- _EXERCISE DETAILS_: Would you please retype the records that follow, word for word?
=== Section Start ===
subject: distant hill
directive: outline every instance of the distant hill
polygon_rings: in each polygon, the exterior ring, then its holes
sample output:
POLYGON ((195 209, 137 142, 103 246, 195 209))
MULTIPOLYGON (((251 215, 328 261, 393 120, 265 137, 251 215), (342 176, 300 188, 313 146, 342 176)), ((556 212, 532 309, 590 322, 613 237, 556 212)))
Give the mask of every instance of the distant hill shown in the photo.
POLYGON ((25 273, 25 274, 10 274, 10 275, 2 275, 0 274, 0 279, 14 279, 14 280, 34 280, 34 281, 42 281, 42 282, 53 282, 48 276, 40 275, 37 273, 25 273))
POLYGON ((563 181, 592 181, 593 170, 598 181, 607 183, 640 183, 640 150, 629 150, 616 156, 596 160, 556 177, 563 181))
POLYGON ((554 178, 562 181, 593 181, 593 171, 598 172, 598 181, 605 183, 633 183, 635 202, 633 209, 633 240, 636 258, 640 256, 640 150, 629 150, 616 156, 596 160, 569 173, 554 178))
=== Section End ===
- _TASK RESULT_:
subject: distant hill
directive: outline every instance of the distant hill
polygon_rings: in each polygon, the exterior ring, then its holes
sample output:
POLYGON ((195 209, 137 142, 103 246, 195 209))
MULTIPOLYGON (((251 215, 328 261, 393 120, 265 137, 251 215), (342 176, 300 188, 313 146, 342 176)), ((556 212, 532 309, 590 322, 613 237, 556 212)))
Give the mask of every instance of the distant hill shown in the photo.
POLYGON ((25 273, 25 274, 10 274, 10 275, 2 275, 0 274, 0 279, 14 279, 14 280, 34 280, 34 281, 42 281, 42 282, 53 282, 48 276, 40 275, 37 273, 25 273))
POLYGON ((563 181, 592 181, 593 170, 598 181, 607 183, 640 183, 640 150, 629 150, 616 156, 596 160, 556 177, 563 181))
POLYGON ((554 178, 562 181, 593 181, 593 171, 598 172, 598 181, 605 183, 633 183, 635 202, 633 209, 633 240, 636 258, 640 256, 640 150, 629 150, 616 156, 596 160, 569 173, 554 178))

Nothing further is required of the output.